What to do: Lay out as a numbered list the lines below, from the line with "Expected behaviour: place one point on the sky" up to and including the final line, leaving out any blank lines.

Records to process:
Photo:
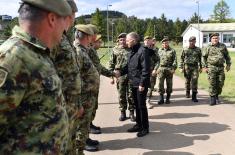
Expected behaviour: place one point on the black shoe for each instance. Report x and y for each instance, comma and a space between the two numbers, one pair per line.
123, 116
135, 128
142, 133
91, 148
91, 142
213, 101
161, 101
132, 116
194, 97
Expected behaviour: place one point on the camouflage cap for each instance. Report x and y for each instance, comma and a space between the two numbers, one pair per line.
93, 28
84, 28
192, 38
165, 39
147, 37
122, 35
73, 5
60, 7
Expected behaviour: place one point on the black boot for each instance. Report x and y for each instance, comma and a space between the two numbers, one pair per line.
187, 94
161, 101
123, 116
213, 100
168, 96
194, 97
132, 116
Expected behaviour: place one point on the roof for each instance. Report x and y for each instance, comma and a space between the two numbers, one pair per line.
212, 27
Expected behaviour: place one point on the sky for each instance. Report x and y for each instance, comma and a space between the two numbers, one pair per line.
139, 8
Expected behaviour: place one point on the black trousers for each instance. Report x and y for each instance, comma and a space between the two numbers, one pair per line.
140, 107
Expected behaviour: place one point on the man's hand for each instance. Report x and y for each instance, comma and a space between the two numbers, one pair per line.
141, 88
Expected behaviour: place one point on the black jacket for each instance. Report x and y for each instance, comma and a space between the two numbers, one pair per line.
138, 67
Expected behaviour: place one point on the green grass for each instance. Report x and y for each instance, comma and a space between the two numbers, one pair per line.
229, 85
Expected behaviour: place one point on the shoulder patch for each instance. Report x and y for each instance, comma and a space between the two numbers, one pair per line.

Full response:
1. Expected behaviour: place one point on the sky for each instance. Report x and y for each instance, comma and a space between the two numbers, one pair per line.
2. 139, 8
3. Expected behaviour: place one point on the black trousers for each instance. Report x and y for each instance, comma and a space between the two numbers, one pair per line.
4. 140, 107
5. Expected behaviour: place one point on the man's hand for each instance. Report x and y for each instance, comma and a space between the two numbers, one pair per line.
6. 141, 88
7. Expected behaviour: place one point on the black jacket for each instance. Report x and y for each instance, comma and a space between the two numbers, one pair per line.
8. 138, 67
9. Expected behaviour: place one point on the green grass for each instance. Report x and y for each instance, comma and a space between the two numbers, one pair per line.
10. 229, 85
11. Expected behaviour: place one point on the shoulder patch for each instance. Report x and y for each instance, comma and a space between the two numbers, one pair per line.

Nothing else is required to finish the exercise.